• _THE DATA_:
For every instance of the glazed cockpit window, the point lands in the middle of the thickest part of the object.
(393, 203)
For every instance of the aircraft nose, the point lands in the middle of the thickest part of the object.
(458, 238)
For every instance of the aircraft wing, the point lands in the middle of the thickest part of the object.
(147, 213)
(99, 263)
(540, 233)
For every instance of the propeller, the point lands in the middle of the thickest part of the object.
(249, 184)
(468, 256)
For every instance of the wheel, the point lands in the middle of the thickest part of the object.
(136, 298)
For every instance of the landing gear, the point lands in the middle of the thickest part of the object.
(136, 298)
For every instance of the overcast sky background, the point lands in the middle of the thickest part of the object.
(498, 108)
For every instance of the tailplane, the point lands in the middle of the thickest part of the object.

• _WHAT YOU ARE ASKED TO DO_:
Restate each entry exactly, skipping none.

• _EXPECTED ANSWER_:
For every instance of the glazed cockpit window, the point lands in the middle of the thickest part of the object.
(393, 203)
For every instance of the aircraft nose, the point lands in the middle of the thickest part of the object.
(458, 238)
For every instance of the aircraft wing, the point lands in the middle of the thickest part of the object.
(147, 213)
(99, 263)
(540, 233)
For every instance of the propeller, the point lands in the middle of the thickest part of the object.
(249, 184)
(468, 256)
For every instance of the wheel, the point lands in the middle of the thickest part of the object.
(136, 298)
For every instance of the landing gear, the point lands in the middle of the thickest part of the object.
(136, 298)
For every instance of the overcast sky background, the point lands in the middle of the thickest part of the object.
(498, 108)
For every instance of the tailplane, the point lands in the middle of the thickest part of the object.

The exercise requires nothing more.